**Requirement**
Which lines of the material contain the word "awning"? Show each of them, treating uppercase and lowercase as different.

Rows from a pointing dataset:
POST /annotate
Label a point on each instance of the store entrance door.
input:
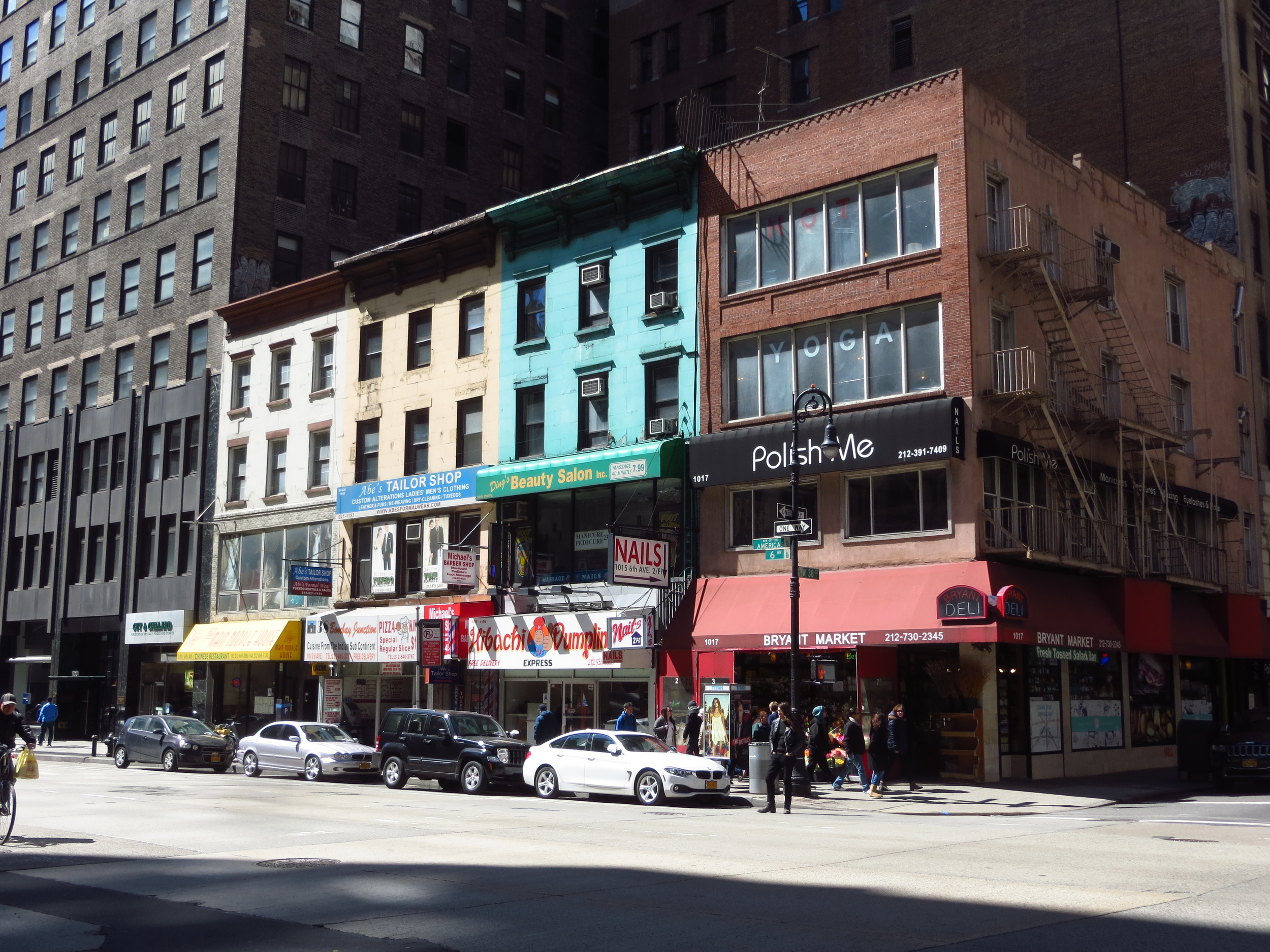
(576, 704)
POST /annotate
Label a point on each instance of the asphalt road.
(141, 860)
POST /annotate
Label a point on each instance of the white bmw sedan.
(308, 748)
(623, 763)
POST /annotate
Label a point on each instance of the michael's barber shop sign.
(887, 436)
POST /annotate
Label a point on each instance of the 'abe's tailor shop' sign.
(409, 494)
(887, 436)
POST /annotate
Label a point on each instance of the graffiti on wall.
(1204, 210)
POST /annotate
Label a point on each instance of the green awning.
(642, 461)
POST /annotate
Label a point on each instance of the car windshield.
(326, 733)
(475, 727)
(1256, 721)
(643, 744)
(187, 725)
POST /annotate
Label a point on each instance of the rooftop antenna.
(763, 90)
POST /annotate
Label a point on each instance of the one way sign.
(793, 527)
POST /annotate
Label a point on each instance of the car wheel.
(648, 789)
(547, 783)
(473, 777)
(394, 773)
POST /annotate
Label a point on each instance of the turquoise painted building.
(598, 369)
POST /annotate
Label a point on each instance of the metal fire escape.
(1080, 390)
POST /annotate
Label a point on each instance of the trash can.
(760, 760)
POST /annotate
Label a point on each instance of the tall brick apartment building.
(1030, 535)
(1183, 112)
(162, 158)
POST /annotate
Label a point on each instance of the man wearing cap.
(545, 727)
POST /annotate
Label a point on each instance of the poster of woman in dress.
(717, 740)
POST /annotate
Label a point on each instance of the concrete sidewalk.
(1005, 799)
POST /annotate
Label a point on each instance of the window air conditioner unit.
(1110, 249)
(595, 275)
(516, 511)
(661, 428)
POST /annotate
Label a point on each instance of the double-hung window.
(471, 325)
(532, 306)
(420, 346)
(860, 357)
(856, 224)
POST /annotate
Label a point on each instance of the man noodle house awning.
(265, 640)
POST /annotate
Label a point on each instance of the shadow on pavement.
(432, 904)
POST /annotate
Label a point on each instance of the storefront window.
(1198, 677)
(1151, 700)
(898, 503)
(1044, 704)
(1098, 704)
(255, 568)
(755, 511)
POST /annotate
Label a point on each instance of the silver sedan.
(308, 748)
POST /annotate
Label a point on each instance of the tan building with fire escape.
(1047, 490)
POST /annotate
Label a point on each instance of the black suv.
(455, 748)
(1243, 749)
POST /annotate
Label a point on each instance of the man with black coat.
(547, 727)
(692, 730)
(788, 743)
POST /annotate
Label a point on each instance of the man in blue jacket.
(626, 720)
(47, 719)
(545, 728)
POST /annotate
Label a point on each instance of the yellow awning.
(266, 640)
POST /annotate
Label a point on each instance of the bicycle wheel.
(11, 798)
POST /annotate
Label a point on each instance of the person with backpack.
(692, 730)
(897, 744)
(788, 745)
(47, 720)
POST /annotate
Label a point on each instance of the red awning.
(898, 607)
(1195, 631)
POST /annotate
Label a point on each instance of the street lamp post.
(808, 404)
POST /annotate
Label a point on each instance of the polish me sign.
(576, 640)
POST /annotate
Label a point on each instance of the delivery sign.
(639, 562)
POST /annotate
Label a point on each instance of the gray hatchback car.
(308, 748)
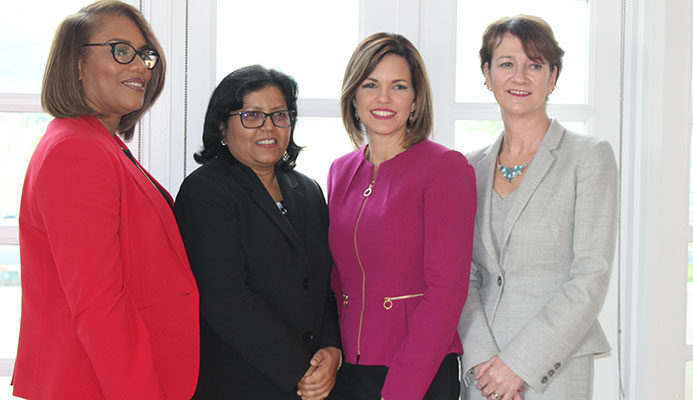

**Full response**
Label a point on each instance of the green awning.
Label a point on each instance of the man noodle house awning.
Label a point on each instance of the yellow awning.
Label a point on each instance of the red awning.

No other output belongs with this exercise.